**EXERCISE**
Reproduce every one of the items below word for word, leaving out the pictures.
───── EXTRACTED RECORDS ─────
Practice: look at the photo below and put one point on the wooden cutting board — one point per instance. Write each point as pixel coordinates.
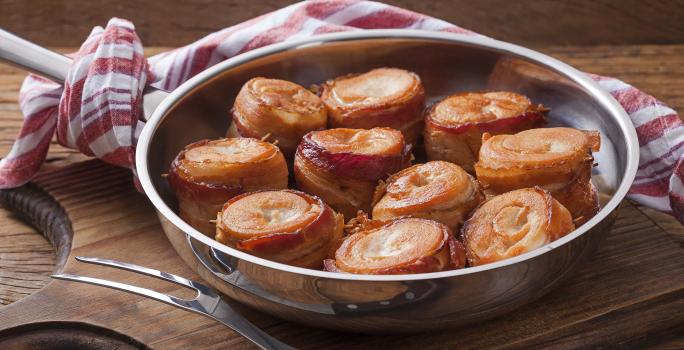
(630, 295)
(631, 292)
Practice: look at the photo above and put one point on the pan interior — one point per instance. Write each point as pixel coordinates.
(445, 68)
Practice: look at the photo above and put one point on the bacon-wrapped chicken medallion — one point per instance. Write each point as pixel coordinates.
(454, 126)
(343, 166)
(286, 226)
(514, 223)
(277, 110)
(436, 190)
(401, 246)
(556, 159)
(388, 97)
(206, 174)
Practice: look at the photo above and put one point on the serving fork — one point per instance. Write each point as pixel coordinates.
(207, 302)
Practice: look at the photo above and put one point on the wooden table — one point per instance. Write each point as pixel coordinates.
(652, 318)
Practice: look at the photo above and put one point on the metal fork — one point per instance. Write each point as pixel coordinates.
(207, 302)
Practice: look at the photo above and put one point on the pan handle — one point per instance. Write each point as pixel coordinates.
(34, 58)
(54, 66)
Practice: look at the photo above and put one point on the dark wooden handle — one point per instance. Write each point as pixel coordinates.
(39, 209)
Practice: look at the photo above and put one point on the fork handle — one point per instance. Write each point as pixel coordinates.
(226, 315)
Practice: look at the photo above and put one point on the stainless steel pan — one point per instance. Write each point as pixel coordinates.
(447, 63)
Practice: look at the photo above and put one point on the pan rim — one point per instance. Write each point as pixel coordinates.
(602, 97)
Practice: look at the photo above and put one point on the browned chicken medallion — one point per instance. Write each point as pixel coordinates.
(556, 159)
(343, 166)
(286, 226)
(206, 174)
(454, 126)
(278, 111)
(401, 246)
(514, 223)
(436, 190)
(389, 97)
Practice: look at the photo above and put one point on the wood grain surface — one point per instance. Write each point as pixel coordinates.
(631, 292)
(529, 22)
(630, 295)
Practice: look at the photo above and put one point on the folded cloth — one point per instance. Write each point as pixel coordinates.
(97, 109)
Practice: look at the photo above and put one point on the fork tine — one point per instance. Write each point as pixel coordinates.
(168, 299)
(145, 271)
─────
**SOLUTION TO THE PROBLEM**
Practice: look at the photo below and put one point on the wooden cutting board — one point per instance. Write each point as pixel coordinates.
(630, 295)
(631, 292)
Practice: look at the photo above and put one point on the pan interior — one point per instance. Write each point as pixel coordinates.
(445, 68)
Practice: look at the photo above and put one point on the bacon-wrapped chicken medallion — one point per instance. Write each point as pixel coordinates.
(454, 126)
(343, 166)
(286, 226)
(514, 223)
(277, 110)
(436, 190)
(401, 246)
(556, 159)
(388, 97)
(206, 174)
Practice: look at the photo above and put one point on the serving fork — one point per instance. Write each point as pixel coordinates.
(207, 302)
Practice: look at the photo above and put one point on the wooden table — one point per instance. Write each point as pixel coordinates.
(652, 318)
Practice: look at the photo above and put one point on the metal fork — one point per instance. Write each point as pixel coordinates.
(207, 302)
Practice: look at the photo above and put one point on the pan handle — one point per instance. Write each point as pixel coordinates.
(34, 58)
(54, 66)
Practice: look at the photo above and put one point on the dark wooden handle — one point per instance. Write each point as pixel coordinates.
(39, 209)
Practice: look at the photo above and put one point on the fork handle — one point per instance. Write each point as pixel coordinates.
(226, 315)
Practice: look at the photo above and put one point on the stainless steel pan — one point per instance. Write each point as pixel coordinates.
(447, 63)
Practice: look at the photo above and put one point on the pan rim — one point per instance. Write each point as pixel coordinates.
(602, 97)
Practice: look at the photo above and put one point on the browned chicken medallion — one point per instance. Write each point as pixel coordinates.
(556, 159)
(343, 166)
(286, 226)
(206, 174)
(454, 126)
(278, 111)
(401, 246)
(514, 223)
(436, 190)
(389, 97)
Practice: look at the photo above and put one point on the wood grain surface — one point per instance. Write each point as pixel coordinates.
(631, 292)
(529, 22)
(630, 295)
Practice: look at the photo above and put one point on the folded cloth — one point per instance. Write each point as pixel coordinates.
(97, 109)
Practice: look at the photo above and put one point on the fork tine — one point per instance. Write each point as pixel coordinates.
(168, 299)
(145, 271)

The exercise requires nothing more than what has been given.